**INSTRUÇÃO 1**
Reescreva o trecho da crónica sobre sindicatos e democracia, começando em "Sindicatos e democracia" e seguindo até "vida mais justa.", com "manifestação" substituído por "concentração".
**INSTRUÇÃO 2**
Segundo a crónica sobre sindicatos e democracia, quantos professores estiveram presentes na manifestação de hoje?

+++ EXCERTO DO TEXTO

Crónica de Maus Costumes 314

 

Sindicatos e democracia

            Aconteceu, hoje, mais uma manifestação de professores e também uma manifestação em prol da vida justa. Na verdade, se pensarmos bem, ambos os grupos lutavam pelo mesmo, ainda que em trajetos separados: uma vida mais justa.

            Desta vez não estive presente por impedimentos familiares. A primeira a que falho, desde o início da luta. Hoje culminou como começou: com a presença de cerca de cinquenta mil professores. Quero agradecer, antes de mais, aos colegas corajosos que se prontificaram a ficar em Lisboa para os três dias de vigília. Teço loas à tenacidade que evidenciam. Logo eu… Nunca apreciei acampar e nem tenho tenda…

Tenho, porém, participado nas reivindicações desde o início e tenho estado atenta ao fenómeno. A ação do S.T.O.P. foi importantíssima para desencadear a luta, porque a FENPROF demorou a compreender o acontecimento e a revolta genuína dos professores, que precisavam urgentemente de gritar e de expor a sua indignação. Terão, naturalmente, em sede própria, de refletir sobre a sua atuação e daí retirarem ilações. No entanto, tenho notado, sobretudo nas redes sociais, uma polarização em relação ao tema que me desagrada profundamente. Neste momento, para muitos, o Mário Nogueira não pode sequer respirar para ser já responsabilizado por alguma coisa, ao passo que qualquer observação que possa ser dirigida ao Pestana é entendida como um ataque feroz e absolutamente injusto, como se os professores lhe devessem a própria vida. Tem-me mostrado a experiência que não há assim tantos “Mandelas”, “Gandhis” ou “Madres Teresas” espalhados pelo mundo e tendo sempre a desconfiar dos novos D. Sebastiões que vão surgindo no panorama político. Serei eu que sou demasiado pessimista e que tenho pouquíssima confiança nos agentes políticos deste país. Considero que uma boa maioria não está genuinamente comprometido com uma causa nem com o bem comum, mas defende essencialmente aquilo que lhe poderá trazer alguma projeção mediática, desafogo económico e uma vida bastante confortável. Corro o risco de ser injusta com alguns, mas a esses, se for o caso, também não me custa nada fazer o “mea culpa”, admitir o erro e pedir desculpa.

++++++
+++ CONTEÚDO DOS DADOS

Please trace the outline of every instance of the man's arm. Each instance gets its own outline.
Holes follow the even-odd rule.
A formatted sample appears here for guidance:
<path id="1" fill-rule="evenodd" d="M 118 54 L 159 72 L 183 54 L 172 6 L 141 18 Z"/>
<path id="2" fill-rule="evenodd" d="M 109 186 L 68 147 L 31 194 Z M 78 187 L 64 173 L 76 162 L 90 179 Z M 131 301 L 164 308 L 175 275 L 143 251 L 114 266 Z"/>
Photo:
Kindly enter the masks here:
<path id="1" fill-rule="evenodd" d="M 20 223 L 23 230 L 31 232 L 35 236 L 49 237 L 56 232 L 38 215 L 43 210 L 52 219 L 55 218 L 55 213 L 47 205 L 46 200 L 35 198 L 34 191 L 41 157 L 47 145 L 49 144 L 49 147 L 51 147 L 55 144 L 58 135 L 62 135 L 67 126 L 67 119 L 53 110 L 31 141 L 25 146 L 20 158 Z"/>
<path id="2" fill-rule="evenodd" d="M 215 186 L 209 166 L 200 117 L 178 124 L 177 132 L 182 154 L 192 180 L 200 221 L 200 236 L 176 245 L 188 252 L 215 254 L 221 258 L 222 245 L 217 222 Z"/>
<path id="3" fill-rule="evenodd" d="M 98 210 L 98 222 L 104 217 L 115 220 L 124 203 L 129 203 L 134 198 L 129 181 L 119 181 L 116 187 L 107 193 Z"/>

++++++

**RESPOSTA 1**
Sindicatos e democracia

            Aconteceu, hoje, mais uma concentração de professores e também uma concentração em prol da vida justa. Na verdade, se pensarmos bem, ambos os grupos lutavam pelo mesmo, ainda que em trajetos separados: uma vida mais justa.

**RESPOSTA 2**
Cerca de cinquenta mil professores.